■ **RECORDS SHOWN**:
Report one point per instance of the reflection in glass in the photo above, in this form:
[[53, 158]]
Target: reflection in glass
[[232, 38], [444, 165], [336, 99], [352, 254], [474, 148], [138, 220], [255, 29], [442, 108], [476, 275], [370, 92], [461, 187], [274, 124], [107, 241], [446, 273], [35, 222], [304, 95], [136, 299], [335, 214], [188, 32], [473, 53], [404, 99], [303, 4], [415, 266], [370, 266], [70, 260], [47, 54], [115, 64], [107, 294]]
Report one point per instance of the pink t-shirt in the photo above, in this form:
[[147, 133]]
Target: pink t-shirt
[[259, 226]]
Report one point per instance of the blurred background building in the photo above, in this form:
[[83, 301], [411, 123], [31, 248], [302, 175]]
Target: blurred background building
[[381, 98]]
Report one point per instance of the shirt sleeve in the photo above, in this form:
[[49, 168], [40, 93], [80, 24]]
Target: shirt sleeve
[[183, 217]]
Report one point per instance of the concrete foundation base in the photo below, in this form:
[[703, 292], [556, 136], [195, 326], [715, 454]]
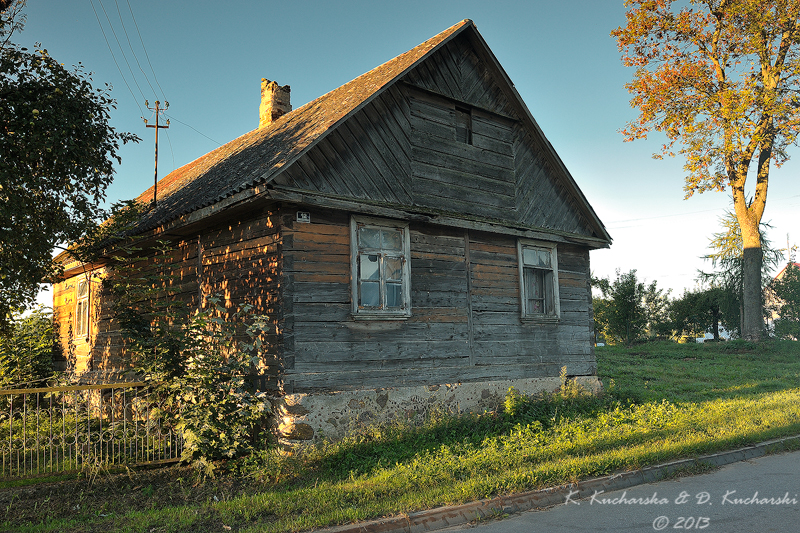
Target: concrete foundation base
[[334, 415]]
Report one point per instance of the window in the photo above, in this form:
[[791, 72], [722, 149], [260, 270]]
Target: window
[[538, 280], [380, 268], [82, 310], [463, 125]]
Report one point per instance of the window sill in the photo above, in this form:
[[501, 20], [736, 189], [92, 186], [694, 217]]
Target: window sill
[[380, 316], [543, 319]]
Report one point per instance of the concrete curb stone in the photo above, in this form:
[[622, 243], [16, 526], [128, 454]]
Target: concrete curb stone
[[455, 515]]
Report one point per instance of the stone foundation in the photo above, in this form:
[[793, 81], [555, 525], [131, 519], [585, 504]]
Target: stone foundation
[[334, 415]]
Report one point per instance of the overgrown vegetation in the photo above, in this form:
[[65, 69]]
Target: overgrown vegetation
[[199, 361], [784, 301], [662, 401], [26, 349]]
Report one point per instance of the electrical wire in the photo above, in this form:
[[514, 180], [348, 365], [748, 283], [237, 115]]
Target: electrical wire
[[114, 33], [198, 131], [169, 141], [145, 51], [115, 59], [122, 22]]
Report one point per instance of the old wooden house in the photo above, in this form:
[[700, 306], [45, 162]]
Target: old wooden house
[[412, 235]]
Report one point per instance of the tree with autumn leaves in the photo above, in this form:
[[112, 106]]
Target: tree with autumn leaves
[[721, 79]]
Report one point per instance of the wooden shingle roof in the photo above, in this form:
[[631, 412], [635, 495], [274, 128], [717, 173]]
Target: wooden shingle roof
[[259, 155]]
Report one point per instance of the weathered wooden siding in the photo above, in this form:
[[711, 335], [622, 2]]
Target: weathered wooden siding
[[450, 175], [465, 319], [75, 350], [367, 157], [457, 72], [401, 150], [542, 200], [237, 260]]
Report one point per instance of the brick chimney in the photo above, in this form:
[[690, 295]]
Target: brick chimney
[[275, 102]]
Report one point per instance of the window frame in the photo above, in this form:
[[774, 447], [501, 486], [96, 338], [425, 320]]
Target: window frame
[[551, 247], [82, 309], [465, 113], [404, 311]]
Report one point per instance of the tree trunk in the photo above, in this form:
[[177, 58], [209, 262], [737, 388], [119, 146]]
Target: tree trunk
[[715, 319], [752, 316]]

■ **GIVEN REQUEST**: Turn all the rows above into a numbered list, one line per item, with blank lines and pictures left out.

■ **RESPONSE TO THE EXERCISE**:
1. Report one point per instance of the reflection in glass in the photo above, in this form:
2. [[53, 158]]
3. Target: reflection in glass
4. [[232, 38], [444, 165], [336, 99], [352, 254], [474, 148], [138, 220], [255, 29], [442, 108], [476, 275], [370, 92], [461, 187], [274, 124], [107, 241], [446, 273], [35, 222], [304, 95], [136, 299], [335, 214], [188, 32], [473, 53], [404, 99], [303, 4], [415, 266], [370, 266], [70, 260], [47, 54], [115, 64], [107, 294]]
5. Report one point per instance of the pink t-shirt in the photo above, in this form:
6. [[147, 133]]
7. Target: pink t-shirt
8. [[259, 226]]
9. Report one point per instance of the blurred background building in the photo above, in this form:
10. [[83, 301], [411, 123], [31, 248], [302, 175]]
11. Target: blurred background building
12. [[381, 98]]
13. Report one point per instance of the shirt sleeve in the photo above, in this form:
14. [[49, 168], [40, 93], [80, 24]]
15. Target: shirt sleeve
16. [[183, 217]]
17. Report one point per instance of the concrete foundation base in the photo below, in this form:
18. [[703, 292], [556, 136], [195, 326], [715, 454]]
19. Target: concrete foundation base
20. [[334, 415]]
21. Report one point per instance of the window in the photo above, in this form:
22. [[791, 72], [722, 149], [260, 270]]
23. Target: window
24. [[538, 280], [380, 268], [82, 310], [463, 125]]
25. Report one point per instance of the window sill in the photo above, in this form:
26. [[501, 20], [736, 189], [92, 186], [694, 217]]
27. Target: window sill
28. [[380, 316], [543, 319]]
29. Report one point per instance of the concrete curb stone in the photo above, in this form:
30. [[622, 243], [16, 526], [128, 454]]
31. Target: concrete curb stone
32. [[455, 515]]
33. Report one point per instance of the stone foundation in the photo above, in this form:
34. [[793, 81], [555, 525], [131, 519], [585, 504]]
35. Target: stone foundation
36. [[334, 415]]
37. Report one point per instance of the overgrown vegetation in the photo above, in this form:
38. [[65, 69]]
39. Target: overgrown vegetation
40. [[199, 361], [784, 301], [662, 401], [26, 349]]
41. Report one point per instance of the electrical wire in the photo above, in this form:
42. [[514, 180], [348, 365], [748, 283], [237, 115]]
43. Target: electrical wire
44. [[114, 33], [198, 131], [169, 141], [145, 51], [115, 59], [122, 22]]
45. Report one point per instance of the old wooden house in the photo above, in this form:
46. [[700, 306], [45, 162]]
47. Target: old wooden house
48. [[412, 235]]
49. Report one point per instance of the tree with autumn leaves in the photo above, in this form:
50. [[112, 106]]
51. Target: tree with autumn leaves
52. [[721, 79]]
53. Report one point per instance of the wooden shingle roof in the photo above, in this form:
54. [[631, 412], [635, 495], [274, 128], [717, 173]]
55. Target: wooden shingle roof
56. [[259, 155]]
57. Report one point per instance of the weathered wooden siding in the photo above, in this form:
58. [[711, 335], [622, 2]]
59. Target: weathered wooden siding
60. [[450, 175], [465, 319], [75, 350], [367, 157], [457, 72], [401, 150], [542, 200], [237, 260]]
61. Report one point per instance of the brick chimney in the photo above, in this form:
62. [[690, 295]]
63. Target: brick chimney
64. [[275, 102]]
65. Report one point per instance of the window frame in the photo above, in this form:
66. [[774, 447], [501, 486], [96, 338], [425, 320]]
67. Target: window frame
68. [[551, 247], [82, 309], [465, 113], [404, 311]]
69. Report one point per instance of the tree trunk in the photo above, in this form:
70. [[177, 58], [209, 262], [737, 388], [119, 146]]
71. Target: tree trunk
72. [[715, 319], [752, 316]]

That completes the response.